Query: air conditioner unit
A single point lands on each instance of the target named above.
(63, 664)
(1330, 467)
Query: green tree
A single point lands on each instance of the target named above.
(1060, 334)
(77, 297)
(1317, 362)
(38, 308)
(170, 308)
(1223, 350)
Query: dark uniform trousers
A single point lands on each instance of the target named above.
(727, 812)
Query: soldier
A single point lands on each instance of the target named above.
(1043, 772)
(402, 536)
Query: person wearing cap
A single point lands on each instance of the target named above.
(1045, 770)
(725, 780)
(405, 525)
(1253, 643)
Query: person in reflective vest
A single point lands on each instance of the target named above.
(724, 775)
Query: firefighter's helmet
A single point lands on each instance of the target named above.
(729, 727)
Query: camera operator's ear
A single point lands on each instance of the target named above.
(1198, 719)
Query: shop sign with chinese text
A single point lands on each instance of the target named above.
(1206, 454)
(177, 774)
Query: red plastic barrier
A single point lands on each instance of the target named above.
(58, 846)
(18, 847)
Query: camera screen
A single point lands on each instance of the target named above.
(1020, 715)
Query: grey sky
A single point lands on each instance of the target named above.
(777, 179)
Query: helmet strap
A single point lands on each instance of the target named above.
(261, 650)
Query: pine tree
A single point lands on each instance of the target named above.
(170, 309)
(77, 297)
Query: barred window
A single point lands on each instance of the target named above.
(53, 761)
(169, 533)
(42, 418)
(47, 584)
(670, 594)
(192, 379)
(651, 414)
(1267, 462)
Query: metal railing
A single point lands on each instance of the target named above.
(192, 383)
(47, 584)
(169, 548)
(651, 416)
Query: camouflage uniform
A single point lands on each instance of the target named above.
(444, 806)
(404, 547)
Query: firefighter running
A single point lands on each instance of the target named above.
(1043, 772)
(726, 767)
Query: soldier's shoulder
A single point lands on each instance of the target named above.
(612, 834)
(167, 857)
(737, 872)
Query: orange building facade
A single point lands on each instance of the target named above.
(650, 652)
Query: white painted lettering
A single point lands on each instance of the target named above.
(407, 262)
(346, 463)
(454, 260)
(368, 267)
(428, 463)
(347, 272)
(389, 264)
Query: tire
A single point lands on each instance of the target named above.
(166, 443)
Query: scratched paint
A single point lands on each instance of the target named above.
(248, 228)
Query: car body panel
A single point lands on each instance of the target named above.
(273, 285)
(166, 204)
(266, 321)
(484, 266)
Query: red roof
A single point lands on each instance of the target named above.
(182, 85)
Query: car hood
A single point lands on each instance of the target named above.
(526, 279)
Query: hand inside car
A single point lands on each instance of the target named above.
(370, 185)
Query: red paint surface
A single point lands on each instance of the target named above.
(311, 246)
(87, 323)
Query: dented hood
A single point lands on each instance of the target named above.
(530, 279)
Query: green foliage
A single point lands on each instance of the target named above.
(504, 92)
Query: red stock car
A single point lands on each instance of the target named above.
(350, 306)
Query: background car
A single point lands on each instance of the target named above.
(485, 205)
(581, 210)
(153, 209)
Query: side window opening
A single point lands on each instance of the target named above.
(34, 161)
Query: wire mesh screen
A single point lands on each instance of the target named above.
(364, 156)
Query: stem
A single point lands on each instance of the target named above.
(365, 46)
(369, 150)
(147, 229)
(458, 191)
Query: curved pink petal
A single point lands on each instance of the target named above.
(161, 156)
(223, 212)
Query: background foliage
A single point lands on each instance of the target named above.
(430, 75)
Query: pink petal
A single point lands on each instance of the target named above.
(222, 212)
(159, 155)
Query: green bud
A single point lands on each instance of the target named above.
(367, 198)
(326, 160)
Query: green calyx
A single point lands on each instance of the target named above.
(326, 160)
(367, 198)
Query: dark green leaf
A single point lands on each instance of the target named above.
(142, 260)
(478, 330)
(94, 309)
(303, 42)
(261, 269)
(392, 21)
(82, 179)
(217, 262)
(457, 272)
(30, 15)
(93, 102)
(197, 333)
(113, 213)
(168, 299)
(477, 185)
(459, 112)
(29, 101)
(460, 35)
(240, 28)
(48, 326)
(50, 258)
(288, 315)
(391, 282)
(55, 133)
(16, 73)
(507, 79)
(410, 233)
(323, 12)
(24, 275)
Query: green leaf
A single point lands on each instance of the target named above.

Instruction: Reproduce every one of the entries above line for line, without changing any character.

Complete answer:
Query: air conditioner unit
A single point lands on each instance of the target named above.
(63, 664)
(1330, 467)
Query: green tree
A single point lands on each instance of the target named above.
(1060, 334)
(77, 297)
(1317, 362)
(38, 308)
(170, 308)
(1223, 350)
Query: dark uniform trousers
A single point lands on each instance of the target named above.
(727, 812)
Query: soldier
A single point lands on each instance of the target named above.
(1043, 772)
(402, 536)
Query: person wearing cap
A single point lands on each instance of the target named above.
(1045, 770)
(725, 780)
(405, 525)
(1253, 643)
Query: person in reflective vest
A single point lands on each instance of the target named above.
(724, 775)
Query: firefighter's helmet
A single point lands on each instance of the target named above.
(729, 727)
Query: camera operator's ear
A single point lands on each instance of the target named above.
(1198, 719)
Query: shop sign with chinese text
A single point lands on each instance of the target named above.
(1206, 454)
(177, 774)
Query: red plastic barrier
A single point lands on each instance of the target named above.
(58, 846)
(18, 847)
Query: camera screen
A single point lands on each instance of the target named above.
(1020, 715)
Query: grey sky
A single point lands on each instance of the target named above.
(777, 179)
Query: helmet strap
A single point lands on each instance of the target named above.
(261, 650)
Query: pine tree
A single point lands on each instance of the target named above.
(170, 309)
(77, 297)
Query: barred window
A single point lands on each instance of the target named above.
(53, 761)
(169, 533)
(42, 418)
(47, 584)
(670, 594)
(192, 379)
(651, 414)
(1267, 462)
Query: metal railing
A single point lands on each instance of the target named above.
(192, 383)
(47, 584)
(169, 548)
(651, 416)
Query: camouflage uniform
A single point lands on each instance of the target named above.
(444, 806)
(404, 547)
Query: firefighter running
A single point lands on each instance of the target named above.
(1043, 772)
(726, 767)
Query: soldier's shoulder
A single point lands on each instance of the target named above.
(612, 834)
(167, 857)
(737, 872)
Query: orange building facade
A single point lands on each instance of the target named above.
(650, 652)
Query: white painted lettering
A single point lands on each instance of the target named above.
(407, 262)
(346, 463)
(454, 260)
(368, 267)
(428, 463)
(347, 272)
(389, 264)
Query: tire
A single point lands on each instance of the target named above.
(166, 443)
Query: scratched paint
A single point lands on each instance of the target named above.
(248, 228)
Query: car body panel
A single point lands on each instance of the target named above.
(273, 285)
(166, 204)
(266, 321)
(484, 266)
Query: red roof
A single point lands on each instance of the target named above.
(182, 85)
Query: car hood
A single point lands on each instance of the target named above.
(526, 279)
Query: hand inside car
A single point lands on each instance of the target named above.
(370, 185)
Query: red paint surface
A single point lands on each instance of the target named above.
(311, 246)
(87, 323)
Query: dented hood
A single point lands on each instance of the target named above.
(530, 279)
Query: green foliage
A single point lands on each instance of the target named above.
(504, 92)
Query: red stock car
A single point lands on each instance of the target named above.
(350, 306)
Query: background car
A single point lands on each instance of the target named above.
(485, 205)
(581, 210)
(153, 209)
Query: side window opening
A single point lands on each instance of the target named above.
(34, 161)
Query: wire mesh screen
A single point lands on each instance of the target named above.
(364, 156)
Query: stem
A single point lands on each instance of the target named above.
(365, 46)
(369, 150)
(147, 229)
(458, 191)
Query: curved pink petal
A single point lands on each instance of the target named above.
(161, 156)
(223, 212)
Query: background foliage
A single point lands on each instance of the target named above.
(430, 75)
Query: pink petal
A single point lands on each instance of the target named above.
(222, 212)
(159, 155)
Query: green bud
A single point lands on each instance of the target named above.
(367, 198)
(326, 160)
Query: green calyx
A single point lands on each instance of the target named above.
(326, 160)
(367, 198)
Query: dark green leaf
A single point lands on each instance of the target named above.
(142, 260)
(478, 330)
(94, 309)
(303, 42)
(261, 269)
(392, 21)
(82, 179)
(217, 262)
(457, 272)
(30, 15)
(93, 102)
(197, 333)
(113, 213)
(168, 299)
(477, 185)
(459, 112)
(29, 101)
(460, 35)
(240, 28)
(48, 326)
(50, 258)
(288, 315)
(391, 282)
(55, 133)
(16, 73)
(507, 79)
(410, 233)
(323, 12)
(24, 275)
Query: green leaf
A single point lands on each instance of the target named above.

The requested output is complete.